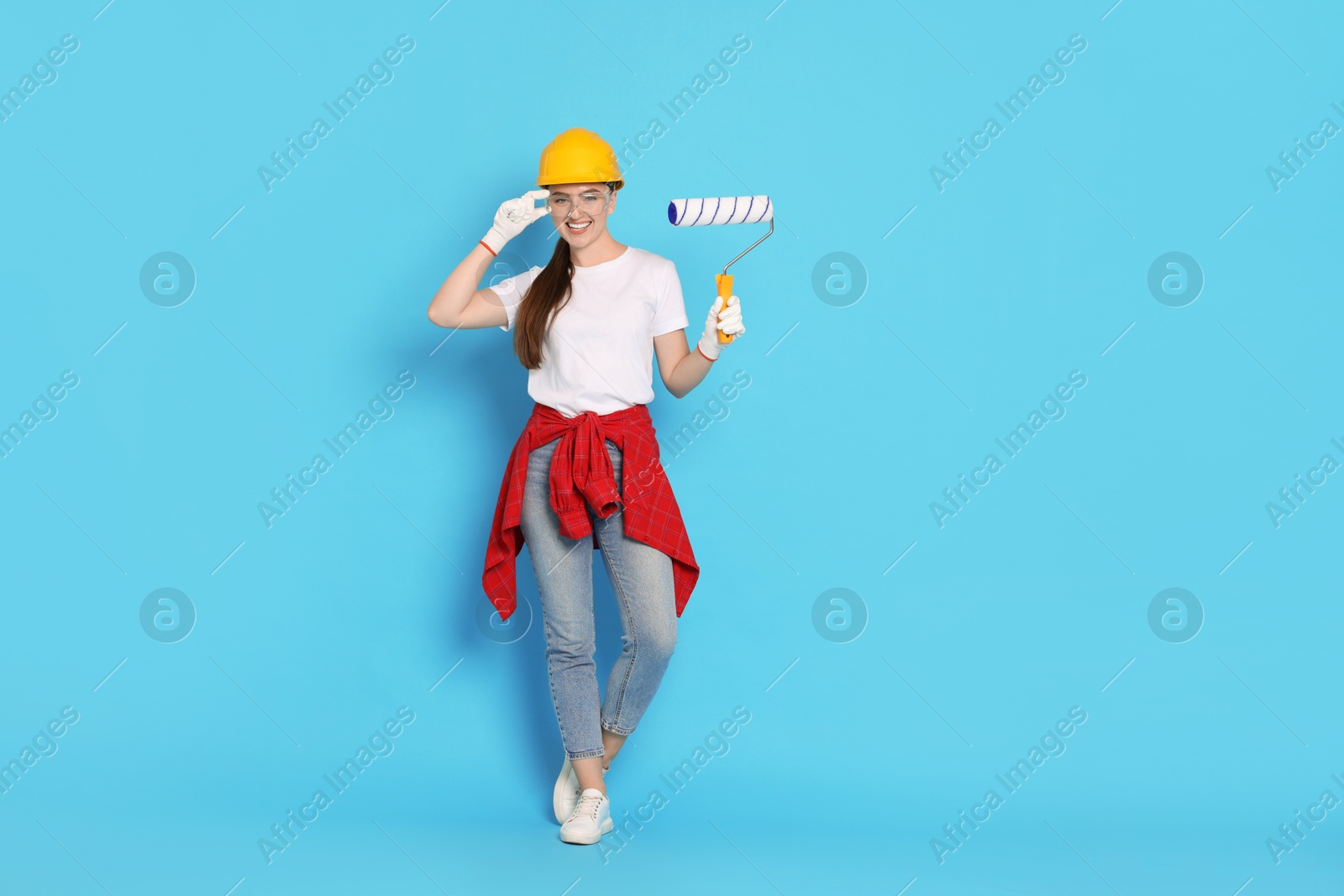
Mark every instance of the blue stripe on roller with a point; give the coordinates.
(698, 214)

────────────────────

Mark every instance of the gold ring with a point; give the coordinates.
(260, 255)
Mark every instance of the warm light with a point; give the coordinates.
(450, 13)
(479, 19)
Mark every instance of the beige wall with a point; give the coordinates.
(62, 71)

────────────────────

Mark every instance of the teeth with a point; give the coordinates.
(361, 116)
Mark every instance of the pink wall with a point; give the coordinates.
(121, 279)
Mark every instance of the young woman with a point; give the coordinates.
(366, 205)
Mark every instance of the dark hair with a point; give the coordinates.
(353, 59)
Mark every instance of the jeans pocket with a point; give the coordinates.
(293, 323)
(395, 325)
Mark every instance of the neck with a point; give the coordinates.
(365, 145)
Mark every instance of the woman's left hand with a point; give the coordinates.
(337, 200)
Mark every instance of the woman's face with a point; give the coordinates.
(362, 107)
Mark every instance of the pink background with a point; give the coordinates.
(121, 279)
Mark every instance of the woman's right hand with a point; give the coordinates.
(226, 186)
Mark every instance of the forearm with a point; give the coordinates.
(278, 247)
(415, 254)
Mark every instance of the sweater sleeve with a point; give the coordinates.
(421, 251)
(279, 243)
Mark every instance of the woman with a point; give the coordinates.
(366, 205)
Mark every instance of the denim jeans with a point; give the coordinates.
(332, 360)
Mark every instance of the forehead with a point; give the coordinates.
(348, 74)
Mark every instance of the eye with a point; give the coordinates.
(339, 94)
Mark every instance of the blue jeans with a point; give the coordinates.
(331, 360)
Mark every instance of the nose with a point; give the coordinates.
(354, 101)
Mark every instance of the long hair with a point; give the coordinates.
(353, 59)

────────────────────

### Instruction
Report every line of the items that contains the string "pink", copying each such line in full. Case counts.

### Task result
Mark every instance of the pink wall with a point; give the coordinates.
Mark every instance of the pink background with a point; give the coordinates.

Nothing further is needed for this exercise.